_DATA SHOWN_:
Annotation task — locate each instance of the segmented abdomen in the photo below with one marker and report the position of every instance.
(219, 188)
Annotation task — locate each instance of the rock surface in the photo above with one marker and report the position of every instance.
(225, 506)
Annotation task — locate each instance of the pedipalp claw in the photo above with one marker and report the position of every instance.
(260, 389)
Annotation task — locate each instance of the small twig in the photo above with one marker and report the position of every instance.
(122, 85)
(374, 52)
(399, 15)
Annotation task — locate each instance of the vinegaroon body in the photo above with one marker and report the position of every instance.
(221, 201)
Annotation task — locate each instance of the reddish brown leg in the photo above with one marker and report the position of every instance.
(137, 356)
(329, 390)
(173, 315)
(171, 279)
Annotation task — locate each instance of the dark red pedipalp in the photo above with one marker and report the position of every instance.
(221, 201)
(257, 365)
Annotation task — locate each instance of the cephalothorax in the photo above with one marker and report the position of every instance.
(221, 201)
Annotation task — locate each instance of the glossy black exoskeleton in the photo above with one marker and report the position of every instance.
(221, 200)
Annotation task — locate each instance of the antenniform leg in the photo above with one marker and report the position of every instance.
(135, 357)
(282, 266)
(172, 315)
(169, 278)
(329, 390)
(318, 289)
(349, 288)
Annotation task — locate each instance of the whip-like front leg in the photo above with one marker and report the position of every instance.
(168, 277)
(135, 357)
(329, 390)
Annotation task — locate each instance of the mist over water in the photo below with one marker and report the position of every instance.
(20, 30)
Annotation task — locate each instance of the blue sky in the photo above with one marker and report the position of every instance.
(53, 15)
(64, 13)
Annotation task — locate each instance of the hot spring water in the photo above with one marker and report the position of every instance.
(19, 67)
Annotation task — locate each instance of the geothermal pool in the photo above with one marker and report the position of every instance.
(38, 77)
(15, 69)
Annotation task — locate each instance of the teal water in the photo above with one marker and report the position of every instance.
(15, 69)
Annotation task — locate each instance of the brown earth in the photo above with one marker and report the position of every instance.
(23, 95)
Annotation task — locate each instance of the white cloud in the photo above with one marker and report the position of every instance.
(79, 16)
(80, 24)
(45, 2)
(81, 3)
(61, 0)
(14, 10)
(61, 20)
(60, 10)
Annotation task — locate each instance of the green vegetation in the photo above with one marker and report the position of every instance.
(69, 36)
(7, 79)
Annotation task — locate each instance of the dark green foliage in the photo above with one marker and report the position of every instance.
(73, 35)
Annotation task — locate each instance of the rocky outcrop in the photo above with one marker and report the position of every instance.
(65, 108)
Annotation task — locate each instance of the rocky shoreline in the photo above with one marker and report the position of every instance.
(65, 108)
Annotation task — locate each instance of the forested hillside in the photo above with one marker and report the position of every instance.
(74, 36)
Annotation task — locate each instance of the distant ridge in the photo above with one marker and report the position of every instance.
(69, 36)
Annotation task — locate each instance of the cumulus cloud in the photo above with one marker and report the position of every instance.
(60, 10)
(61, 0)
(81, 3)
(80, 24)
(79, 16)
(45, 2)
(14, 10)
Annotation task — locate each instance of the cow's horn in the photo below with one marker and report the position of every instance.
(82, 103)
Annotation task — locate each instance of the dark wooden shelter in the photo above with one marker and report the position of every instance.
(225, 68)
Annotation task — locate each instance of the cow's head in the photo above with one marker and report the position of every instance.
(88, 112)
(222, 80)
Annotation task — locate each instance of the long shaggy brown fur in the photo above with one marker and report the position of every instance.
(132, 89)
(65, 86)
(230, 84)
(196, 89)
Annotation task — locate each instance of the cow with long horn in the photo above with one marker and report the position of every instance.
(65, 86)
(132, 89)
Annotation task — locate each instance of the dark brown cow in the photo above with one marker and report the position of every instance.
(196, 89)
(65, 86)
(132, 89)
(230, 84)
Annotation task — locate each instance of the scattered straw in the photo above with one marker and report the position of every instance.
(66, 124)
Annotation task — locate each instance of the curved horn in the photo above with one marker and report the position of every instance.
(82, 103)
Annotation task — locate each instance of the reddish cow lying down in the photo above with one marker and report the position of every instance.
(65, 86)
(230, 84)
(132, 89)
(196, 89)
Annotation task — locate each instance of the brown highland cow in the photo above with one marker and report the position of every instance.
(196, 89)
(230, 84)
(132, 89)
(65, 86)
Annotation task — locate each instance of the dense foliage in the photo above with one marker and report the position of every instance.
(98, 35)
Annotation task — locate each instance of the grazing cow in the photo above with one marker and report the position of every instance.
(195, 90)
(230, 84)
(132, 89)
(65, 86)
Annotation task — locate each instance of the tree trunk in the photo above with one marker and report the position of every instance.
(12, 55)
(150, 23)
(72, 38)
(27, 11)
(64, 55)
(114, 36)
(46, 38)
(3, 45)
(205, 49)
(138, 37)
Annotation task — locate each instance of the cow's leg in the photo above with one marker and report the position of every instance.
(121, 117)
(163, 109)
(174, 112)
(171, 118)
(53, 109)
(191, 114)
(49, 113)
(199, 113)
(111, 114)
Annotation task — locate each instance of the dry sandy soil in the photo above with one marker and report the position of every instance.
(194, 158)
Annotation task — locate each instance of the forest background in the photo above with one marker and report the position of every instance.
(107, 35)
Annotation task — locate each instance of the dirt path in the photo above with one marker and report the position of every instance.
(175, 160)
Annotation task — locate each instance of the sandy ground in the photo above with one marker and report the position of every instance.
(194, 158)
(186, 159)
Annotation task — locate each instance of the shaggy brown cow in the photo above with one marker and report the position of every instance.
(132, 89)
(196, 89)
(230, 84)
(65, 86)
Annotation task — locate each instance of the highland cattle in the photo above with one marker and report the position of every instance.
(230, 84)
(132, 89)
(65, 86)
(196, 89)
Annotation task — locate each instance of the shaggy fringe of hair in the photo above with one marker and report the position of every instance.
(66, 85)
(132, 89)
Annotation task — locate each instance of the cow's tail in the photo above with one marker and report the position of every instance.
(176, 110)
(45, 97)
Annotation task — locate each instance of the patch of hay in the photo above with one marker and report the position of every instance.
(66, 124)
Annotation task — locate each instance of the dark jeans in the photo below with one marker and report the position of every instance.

_EXERCISE_: All of the lines above must be returned exactly.

_ANSWER IN FULL_:
Annotation task — locate each instance of the segmented abdomen in the photo below with one marker and report the position of every instance.
(219, 188)
Annotation task — locate each instance of the rock surface in the photo above with one marker and report the position of every instance.
(225, 506)
Annotation task — locate each instance of the pedipalp claw in the photo above with one marker and report the position of every instance.
(260, 389)
Annotation task — locate each instance of the small twig in the photo above with one marker and report the position of every instance.
(122, 85)
(374, 52)
(399, 15)
Annotation task — locate each instance of the vinegaroon body in the photo above with one marker and report the position of every instance.
(221, 201)
Annotation task — locate each instance of the reddish brown leg in the photo above with one marker and report the position of every instance.
(137, 356)
(329, 390)
(173, 315)
(171, 279)
Annotation task — locate each instance of the dark red pedipalp in the photo above with one marker and report the position of every instance.
(221, 201)
(257, 365)
Annotation task — locate each instance of the cephalothorax in the photo above with one marker and report the position of every instance.
(221, 201)
Annotation task — locate each instance of the glossy black exoskeleton in the photo above with one marker and report the position of every instance.
(221, 200)
Annotation task — locate each instance of the antenniform leg in the photo above with one marker and report the position of every instance.
(135, 357)
(282, 266)
(172, 315)
(169, 278)
(329, 390)
(318, 289)
(349, 288)
Annotation task — locate each instance of the whip-like front leg in the photo above with one marker and report the position of every instance.
(168, 277)
(135, 357)
(329, 390)
Annotation task — locate each instance of the mist over water in the photo below with one marker and report the position of every instance.
(20, 30)
Annotation task — locate each instance of the blue sky in the photo above with one marker and report the position of every instance.
(53, 15)
(64, 13)
Annotation task — locate each instance of the hot spring water in the photo above with one marker and report the position of every instance.
(19, 67)
Annotation task — locate each instance of the geothermal pool in the photo above with one marker and report the position of every instance.
(38, 77)
(15, 69)
Annotation task — locate each instance of the teal water in the photo above with one marker and report the position of every instance.
(15, 69)
Annotation task — locate each instance of the brown earth in the photo above with one marker and report the position of every instance.
(23, 95)
Annotation task — locate each instance of the white cloud in the photo above with one marker and report the position of every instance.
(79, 16)
(80, 24)
(45, 2)
(81, 3)
(61, 0)
(14, 10)
(61, 20)
(60, 10)
Annotation task — locate each instance of the green vegetation in the photo above with one marker and report the position of every instance.
(69, 36)
(7, 79)
Annotation task — locate each instance of the dark green foliage in the photo above with one marker and report the position of every instance.
(73, 35)
Annotation task — locate each instance of the rocky outcrop in the photo above with one marker and report the position of every instance.
(65, 108)
Annotation task — locate each instance of the rocky shoreline in the photo above with one marker and report the position of every instance.
(65, 108)
Annotation task — locate each instance of the forested hillside in the photo above with one marker and report the position of every instance.
(74, 36)
Annotation task — locate each instance of the distant ridge in the photo above with one marker and report the position of every instance.
(69, 36)
Annotation task — locate each instance of the cumulus cloud in the photo above with one marker and report the position of every instance.
(60, 10)
(61, 0)
(81, 3)
(80, 24)
(79, 16)
(45, 2)
(14, 10)
Annotation task — locate each instance of the cow's horn in the photo below with one marker and report the position of every instance.
(82, 103)
Annotation task — locate each instance of the dark wooden shelter in the photo above with one marker and report the position of every instance.
(225, 68)
Annotation task — locate each instance of the cow's head in the photo above with one marker and report the position of every instance.
(88, 112)
(222, 80)
Annotation task — locate each instance of the long shaggy brown fur in the photo above with one marker and report the position of every instance.
(132, 89)
(65, 86)
(230, 84)
(196, 89)
Annotation task — locate each instance of the cow with long horn in the photo above with one marker and report the position of every instance.
(65, 86)
(132, 89)
Annotation task — locate each instance of the dark brown cow in the photo above with one marker and report the position of every instance.
(196, 89)
(65, 86)
(132, 89)
(230, 84)
Annotation task — locate each instance of the scattered straw in the photo above with one marker and report the position of every instance.
(66, 124)
Annotation task — locate each instance of the curved horn in the photo above with one marker and report the position of every instance.
(82, 103)
Annotation task — locate each instance of the reddish cow lying down in the photo above with one marker and report the position of every instance.
(65, 86)
(230, 84)
(132, 89)
(196, 89)
Annotation task — locate each instance of the brown highland cow in the photo above with one marker and report the position of every instance.
(196, 89)
(230, 84)
(132, 89)
(65, 86)
Annotation task — locate each instance of the dense foliage in the photo above with one marker and report the position of every instance.
(98, 35)
Annotation task — locate each instance of the grazing cow in the photo above with one marker and report the position of every instance.
(195, 90)
(230, 84)
(132, 89)
(65, 86)
Annotation task — locate each instance of the tree trunk in the photo above with one marker and report the position of every instance.
(12, 55)
(150, 23)
(72, 38)
(27, 11)
(64, 55)
(114, 36)
(46, 38)
(3, 45)
(205, 49)
(138, 37)
Annotation task — locate each instance of the cow's leg in the photo above with one marker and report the position of every instance.
(121, 117)
(163, 109)
(174, 112)
(171, 118)
(53, 109)
(191, 114)
(49, 113)
(199, 113)
(111, 114)
Annotation task — locate each instance of the dry sandy soil in the photo above with one marker and report the position of every instance.
(194, 158)
Annotation task — locate each instance of the forest background in the photo above with one marker and report the position of every instance.
(107, 35)
Annotation task — locate each instance of the dirt path in the photo above with one marker and report the position of every instance.
(175, 160)
Annotation task — locate each instance of the sandy ground in the photo above with one marker and report the position of every instance.
(194, 158)
(186, 159)
Annotation task — locate each instance of the shaggy brown cow in the photo above with one marker and report the position of every instance.
(132, 89)
(196, 89)
(230, 84)
(65, 86)
Annotation task — locate each instance of the highland cattle in the photo above with one marker and report the position of every instance.
(230, 84)
(132, 89)
(65, 86)
(196, 89)
Annotation task — locate each instance of the shaggy fringe of hair in the photo above with one marker and report the position of every instance.
(66, 85)
(132, 89)
Annotation task — locate each instance of the cow's tail in the photo above with one marker and report the position of every instance.
(176, 110)
(45, 97)
Annotation task — locate each instance of the patch of hay in the photo above with one marker and report the position of every instance.
(66, 124)
Annotation task — locate each instance of the dark jeans in the photo below with one marker and report the position of every instance.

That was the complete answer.